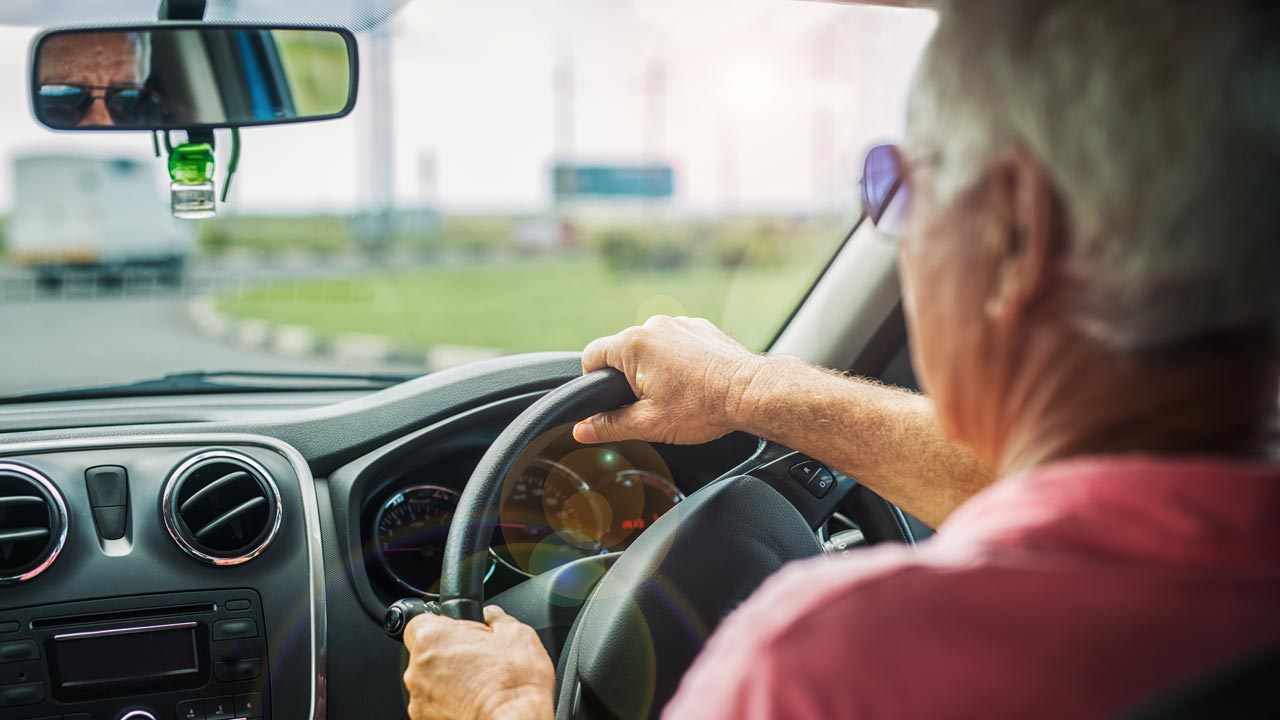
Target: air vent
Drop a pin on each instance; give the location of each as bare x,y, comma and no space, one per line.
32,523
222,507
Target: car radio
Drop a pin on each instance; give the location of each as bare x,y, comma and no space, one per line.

* * *

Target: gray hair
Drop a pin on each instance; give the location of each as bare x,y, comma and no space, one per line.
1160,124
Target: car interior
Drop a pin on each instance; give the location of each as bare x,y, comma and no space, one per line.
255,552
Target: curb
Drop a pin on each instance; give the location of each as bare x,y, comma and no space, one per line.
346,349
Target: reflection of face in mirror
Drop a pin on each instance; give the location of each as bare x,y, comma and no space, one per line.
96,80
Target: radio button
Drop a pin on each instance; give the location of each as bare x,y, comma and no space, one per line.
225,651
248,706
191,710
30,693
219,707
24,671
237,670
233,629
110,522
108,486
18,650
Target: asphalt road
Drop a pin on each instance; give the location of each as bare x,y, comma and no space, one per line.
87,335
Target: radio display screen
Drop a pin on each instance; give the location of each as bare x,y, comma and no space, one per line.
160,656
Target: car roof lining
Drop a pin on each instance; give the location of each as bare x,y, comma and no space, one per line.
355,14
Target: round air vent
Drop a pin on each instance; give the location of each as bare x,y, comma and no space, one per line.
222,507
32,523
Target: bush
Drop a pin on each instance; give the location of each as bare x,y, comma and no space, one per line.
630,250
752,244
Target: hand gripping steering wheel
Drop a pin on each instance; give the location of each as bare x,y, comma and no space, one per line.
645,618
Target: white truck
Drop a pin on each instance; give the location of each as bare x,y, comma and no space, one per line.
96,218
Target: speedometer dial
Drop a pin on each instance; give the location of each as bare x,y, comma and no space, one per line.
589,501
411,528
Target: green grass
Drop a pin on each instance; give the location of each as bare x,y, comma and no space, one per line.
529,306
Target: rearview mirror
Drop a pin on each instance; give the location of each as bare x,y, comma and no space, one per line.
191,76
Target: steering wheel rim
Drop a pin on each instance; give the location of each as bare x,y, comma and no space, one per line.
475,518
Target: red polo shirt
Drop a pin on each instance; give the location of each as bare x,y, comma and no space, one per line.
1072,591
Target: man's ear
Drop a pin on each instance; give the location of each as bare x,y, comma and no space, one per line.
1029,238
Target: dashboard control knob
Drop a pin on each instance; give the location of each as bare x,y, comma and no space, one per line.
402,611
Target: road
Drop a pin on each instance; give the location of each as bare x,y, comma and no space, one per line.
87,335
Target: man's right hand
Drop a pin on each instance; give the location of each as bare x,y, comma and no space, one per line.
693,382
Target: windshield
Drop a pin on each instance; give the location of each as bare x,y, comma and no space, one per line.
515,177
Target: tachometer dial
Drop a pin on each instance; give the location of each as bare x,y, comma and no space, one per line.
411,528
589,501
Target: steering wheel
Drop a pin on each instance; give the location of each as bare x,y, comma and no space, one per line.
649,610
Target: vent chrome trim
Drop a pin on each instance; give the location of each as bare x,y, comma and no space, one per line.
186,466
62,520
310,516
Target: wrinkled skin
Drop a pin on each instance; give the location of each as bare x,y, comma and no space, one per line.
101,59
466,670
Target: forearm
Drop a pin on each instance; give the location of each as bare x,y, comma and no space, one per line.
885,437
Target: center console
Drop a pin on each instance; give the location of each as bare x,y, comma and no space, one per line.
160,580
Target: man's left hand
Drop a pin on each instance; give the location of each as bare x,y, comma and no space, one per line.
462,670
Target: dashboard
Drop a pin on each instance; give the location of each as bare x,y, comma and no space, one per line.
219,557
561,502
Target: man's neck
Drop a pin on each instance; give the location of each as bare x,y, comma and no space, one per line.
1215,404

| Task statement |
Please pick out and copy every line of the material above that contains the string "vent". Case counts.

| Task solution |
Target: air vent
Target: round air vent
Target: vent chrome trim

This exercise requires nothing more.